→ **Instructions for the task**
Reproduce the data below without any alteration, from the line containing "Mark every instance of the white" through the line containing "x=31, y=312", with both of those lines included.

→ **Material for this exercise**

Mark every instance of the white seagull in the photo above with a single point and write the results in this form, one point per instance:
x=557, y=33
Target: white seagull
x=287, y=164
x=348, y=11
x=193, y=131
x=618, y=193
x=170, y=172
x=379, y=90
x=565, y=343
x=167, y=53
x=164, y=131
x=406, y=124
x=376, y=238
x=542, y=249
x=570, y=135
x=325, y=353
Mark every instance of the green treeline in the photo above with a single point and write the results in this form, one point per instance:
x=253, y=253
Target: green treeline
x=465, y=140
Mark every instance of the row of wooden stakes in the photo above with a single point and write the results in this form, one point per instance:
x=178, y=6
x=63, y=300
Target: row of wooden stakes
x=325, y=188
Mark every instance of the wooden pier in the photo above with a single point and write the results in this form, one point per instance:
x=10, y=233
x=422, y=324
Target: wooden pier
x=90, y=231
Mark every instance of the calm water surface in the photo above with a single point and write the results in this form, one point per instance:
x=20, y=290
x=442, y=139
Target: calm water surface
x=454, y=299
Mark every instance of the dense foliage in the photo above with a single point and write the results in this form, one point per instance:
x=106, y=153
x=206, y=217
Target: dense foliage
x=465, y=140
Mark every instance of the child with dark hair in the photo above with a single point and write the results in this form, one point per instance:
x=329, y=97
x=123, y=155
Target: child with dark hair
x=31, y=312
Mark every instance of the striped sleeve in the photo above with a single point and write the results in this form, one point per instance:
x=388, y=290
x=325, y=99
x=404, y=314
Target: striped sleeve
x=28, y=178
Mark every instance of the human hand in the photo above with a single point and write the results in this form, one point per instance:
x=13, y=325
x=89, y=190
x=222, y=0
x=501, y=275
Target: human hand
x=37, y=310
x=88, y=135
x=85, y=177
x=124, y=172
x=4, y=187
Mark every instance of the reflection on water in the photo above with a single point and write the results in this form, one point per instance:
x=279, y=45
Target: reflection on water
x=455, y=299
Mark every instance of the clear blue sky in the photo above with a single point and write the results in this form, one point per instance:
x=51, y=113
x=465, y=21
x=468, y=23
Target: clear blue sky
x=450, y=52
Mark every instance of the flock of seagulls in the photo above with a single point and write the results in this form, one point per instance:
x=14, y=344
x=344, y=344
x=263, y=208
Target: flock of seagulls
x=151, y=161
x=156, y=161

...

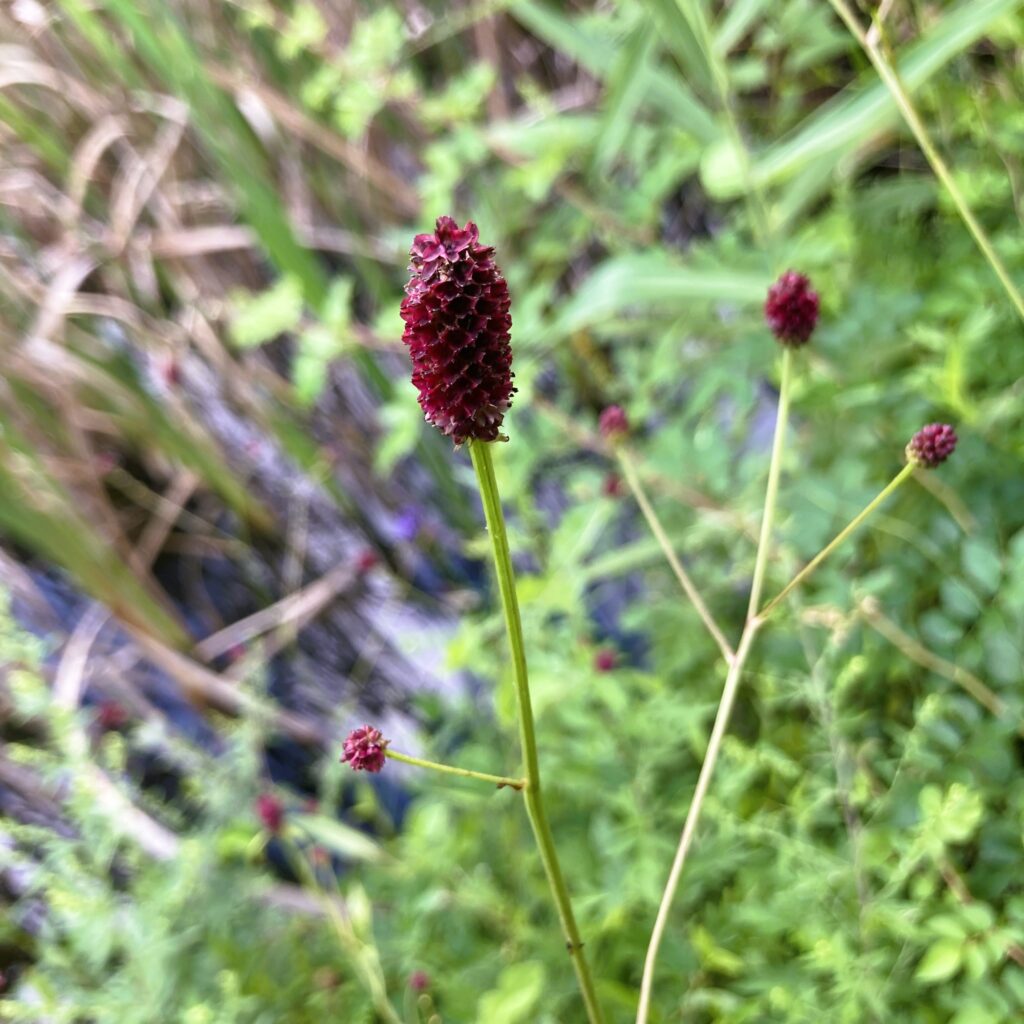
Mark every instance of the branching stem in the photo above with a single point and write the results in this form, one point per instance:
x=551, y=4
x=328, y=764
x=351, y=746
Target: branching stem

→ **Complete response**
Mark every instance of the white seagull in the photo above with a single point and write the results in this form, one point per instance:
x=557, y=33
Target: white seagull
x=287, y=164
x=348, y=11
x=193, y=131
x=618, y=193
x=170, y=172
x=379, y=90
x=565, y=343
x=167, y=53
x=164, y=131
x=406, y=124
x=376, y=238
x=542, y=249
x=570, y=135
x=325, y=353
Mark every instance of the green treeline in the photo above with a single point and write the results in this form, one point per instance:
x=253, y=253
Target: green treeline
x=465, y=140
Mark every instance of the row of wooden stakes in the photo above with a single point and write the results in this form, one point per instance:
x=178, y=6
x=63, y=300
Target: row of wooden stakes
x=325, y=188
Mark every instance of the wooden pier in the photo above with a single point and write the results in this form, one point per instance:
x=10, y=233
x=422, y=324
Target: wooden pier
x=90, y=231
Mark every instance of the calm water surface in the photo above with a single point and write the results in this form, one point per instance:
x=20, y=290
x=442, y=139
Target: calm water surface
x=454, y=299
Mark every instance of the dense foliage in the photo above with a single point and write the results in this form, one point per instance:
x=106, y=153
x=206, y=217
Target: dense foliage
x=465, y=140
Mark every instance of the child with dark hair in the photo above with a single point and write the results in this form, one point per instance:
x=329, y=97
x=123, y=155
Target: child with dark hair
x=31, y=312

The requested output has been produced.